### ACTIVITY 1
From the article on the film The Public Menace, return the passage from "The Public Menace is" up to and including "persuaded to marry.".
### ACTIVITY 2
Answer these questions using the article on the film The Public Menace:
(a) Who handled the film's cinematography?
(b) What is Cassie's job aboard the ocean liner?
(c) Who fires Red for missing the story?
### ACTIVITY 3
Extend the plot summary in the article on the film The Public Menace, continuing after its final sentence.
TEXT SHOWN section start
- Directed by: Erle C. Kenton
- Written by: Ethel Hill Lionel Houser
- Starring: Jean Arthur George Murphy Douglass Dumbrille
- Cinematography: Henry Freulich
- Edited by: Gene Milford
- Production company: Columbia Pictures
- Distributed by: Columbia Pictures
- Release date: September 24, 1935 (New York);
- Running time: 72-73 minutes
- Country: United States
- Language: English

= The Public Menace =

1935 film by Erle C. Kenton

The Public Menace is a 1935 American black-and-white romantic drama film starring Jean Arthur, George Murphy and Douglass Dumbrille. A newspaper reporter keeps losing and regaining his job due to a manicurist he is persuaded to marry.

==Plot==
"Red" Foster (George Murphy) and other reporters board an ocean liner arriving from Europe. Red has been sent to cover a seemingly routine suicide. Cassie (Jean Arthur), the ship's manicurist, is homesick for America, but has somehow become a Greek citizen and not American. The captain (Thurston Hall) becomes aware of her plan to jump ship, and tells her she will be watched closely. She tells Red that she has a suicide note that reveals that man held by the police for a sensational murder is innocent and names the true killer. However, she will only give it to him if he marries her and makes her an American citizen again. He reluctantly agrees, and the captain marries them. Afterward, however, he learns that she has lied; the note is merely a letter of recommendation.

Meanwhile, the other reporters learn that notorious gangster Tonelli (Douglass Dumbrille) is being brought back to the United States to face a number of charges. When they locate his cabin, they barge in on him and his police escorts. Then they are all forced at gunpoint by Tonelli's henchman to help in his escape. The reporters do not mind, as they have a great front-page story for their newspapers. All that is, except Red. Frentrup (Robert Middlemass), Red's city editor, fires him for missing it.
TEXT SHOWN section end
LISTED ENTRIES section start
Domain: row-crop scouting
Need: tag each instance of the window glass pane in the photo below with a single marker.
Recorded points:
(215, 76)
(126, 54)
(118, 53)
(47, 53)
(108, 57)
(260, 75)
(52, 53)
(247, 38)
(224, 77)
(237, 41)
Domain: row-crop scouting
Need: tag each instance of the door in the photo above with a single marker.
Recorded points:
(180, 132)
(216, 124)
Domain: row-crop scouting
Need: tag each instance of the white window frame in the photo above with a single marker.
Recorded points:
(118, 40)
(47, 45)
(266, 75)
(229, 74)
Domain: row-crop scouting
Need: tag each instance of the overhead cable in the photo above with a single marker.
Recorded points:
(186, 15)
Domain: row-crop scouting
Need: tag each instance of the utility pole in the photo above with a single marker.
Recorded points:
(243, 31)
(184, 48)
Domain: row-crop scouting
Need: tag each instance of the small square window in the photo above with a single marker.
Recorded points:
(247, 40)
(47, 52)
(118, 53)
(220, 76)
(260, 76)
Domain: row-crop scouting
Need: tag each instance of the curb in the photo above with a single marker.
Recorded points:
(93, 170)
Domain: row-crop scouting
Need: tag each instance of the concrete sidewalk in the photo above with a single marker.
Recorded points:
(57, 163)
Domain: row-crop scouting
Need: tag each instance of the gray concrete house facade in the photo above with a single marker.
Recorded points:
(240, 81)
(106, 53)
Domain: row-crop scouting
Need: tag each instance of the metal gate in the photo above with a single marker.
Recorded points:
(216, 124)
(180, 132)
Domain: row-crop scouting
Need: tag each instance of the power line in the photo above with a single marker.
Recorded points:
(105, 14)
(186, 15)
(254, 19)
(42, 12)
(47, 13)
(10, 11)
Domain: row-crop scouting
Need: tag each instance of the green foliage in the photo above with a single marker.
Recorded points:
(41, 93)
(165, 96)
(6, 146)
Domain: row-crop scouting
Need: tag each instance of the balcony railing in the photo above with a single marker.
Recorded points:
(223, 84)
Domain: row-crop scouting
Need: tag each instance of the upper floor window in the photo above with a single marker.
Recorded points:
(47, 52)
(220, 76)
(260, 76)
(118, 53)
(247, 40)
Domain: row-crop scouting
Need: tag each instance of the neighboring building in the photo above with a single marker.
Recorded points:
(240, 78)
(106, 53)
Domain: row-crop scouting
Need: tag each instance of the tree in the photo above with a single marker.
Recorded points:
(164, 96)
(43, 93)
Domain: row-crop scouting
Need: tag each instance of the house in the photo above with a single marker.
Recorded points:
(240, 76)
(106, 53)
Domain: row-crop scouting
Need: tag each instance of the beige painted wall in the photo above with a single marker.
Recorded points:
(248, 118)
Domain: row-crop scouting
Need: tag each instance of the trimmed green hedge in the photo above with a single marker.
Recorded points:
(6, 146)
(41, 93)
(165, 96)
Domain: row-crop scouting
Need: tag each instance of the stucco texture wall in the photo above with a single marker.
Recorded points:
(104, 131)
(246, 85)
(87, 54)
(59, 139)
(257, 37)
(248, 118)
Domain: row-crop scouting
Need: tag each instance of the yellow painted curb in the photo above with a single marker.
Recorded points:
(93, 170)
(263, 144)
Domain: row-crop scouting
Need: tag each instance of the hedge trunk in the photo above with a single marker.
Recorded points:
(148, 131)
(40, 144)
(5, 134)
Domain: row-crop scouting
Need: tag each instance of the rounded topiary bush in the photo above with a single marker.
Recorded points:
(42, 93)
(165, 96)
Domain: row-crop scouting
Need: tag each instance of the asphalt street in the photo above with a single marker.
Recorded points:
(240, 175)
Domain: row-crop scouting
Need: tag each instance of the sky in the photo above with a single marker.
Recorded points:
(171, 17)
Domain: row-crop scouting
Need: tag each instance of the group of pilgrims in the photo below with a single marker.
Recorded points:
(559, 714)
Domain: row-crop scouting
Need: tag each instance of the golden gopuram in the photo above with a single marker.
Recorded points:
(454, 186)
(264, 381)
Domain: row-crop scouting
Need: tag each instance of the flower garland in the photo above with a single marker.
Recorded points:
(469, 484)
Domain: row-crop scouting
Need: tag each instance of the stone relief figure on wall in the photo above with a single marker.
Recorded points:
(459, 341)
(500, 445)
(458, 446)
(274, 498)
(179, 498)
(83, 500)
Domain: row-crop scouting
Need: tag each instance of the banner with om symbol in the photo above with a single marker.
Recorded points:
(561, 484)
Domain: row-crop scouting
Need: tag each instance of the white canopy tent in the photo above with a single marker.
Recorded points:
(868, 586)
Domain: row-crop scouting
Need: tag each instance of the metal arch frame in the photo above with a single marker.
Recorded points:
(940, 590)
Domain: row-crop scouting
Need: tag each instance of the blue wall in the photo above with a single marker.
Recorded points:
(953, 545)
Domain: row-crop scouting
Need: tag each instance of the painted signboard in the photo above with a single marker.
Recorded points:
LISTED ENTRIES section end
### ANSWER SECTION 1
The Public Menace is a 1935 American black-and-white romantic drama film starring Jean Arthur, George Murphy and Douglass Dumbrille. A newspaper reporter keeps losing and regaining his job due to a manicurist he is persuaded to marry.

### ANSWER SECTION 2
(a) Henry Freulich
(b) She is the ship's manicurist.
(c) Frentrup, Red's city editor

### ANSWER SECTION 3
Neither Red nor Cassie have any money, so he lets her stay at his apartment. They find new jobs and save money for their divorce, though Cassie does her best to get Red to change his mind about splitting up.

When Cassie reads about two dead gangsters who have been burned too badly to be identified, she hits upon a scheme to get Red his old job back. She telephones Frentrup and claims to be able to identify one as Tonelli by a tattoo mentioned in the newspaper, but insists on talking only to Red. Frentrup reinstates the reporter.

However, Tonelli is still alive, and when he discovers that his girlfriend, Mimi (Shirley Grey), has quickly found herself another man, he guns them down in cold blood. Before he dies, the man is able to tell the police that Tonelli is responsible. Red gets fired again.

Cassie is taken in to be interrogated on suspicion that she is Tonelli's accomplice.
The police allow Cassie to be released on bail, in the hope that she will lead them to the fugitive. Tonelli does indeed send for her. When he realizes the block is surrounded by policemen, Cassie persuades him to let her call her "brother" (actually Red) and have him bring "his" ambulance, so the gangster can try to sneak out on a stretcher. The plan works, except Cassie and Red take him not to a new hideout, but to Red's newspaper. Trapped, Tonelli starts shooting and is killed by the police. In the middle of the gunfight, Frentrup once again rehires Red to write the unfolding story.

At the divorce court, Red decides to stay married to Cassie.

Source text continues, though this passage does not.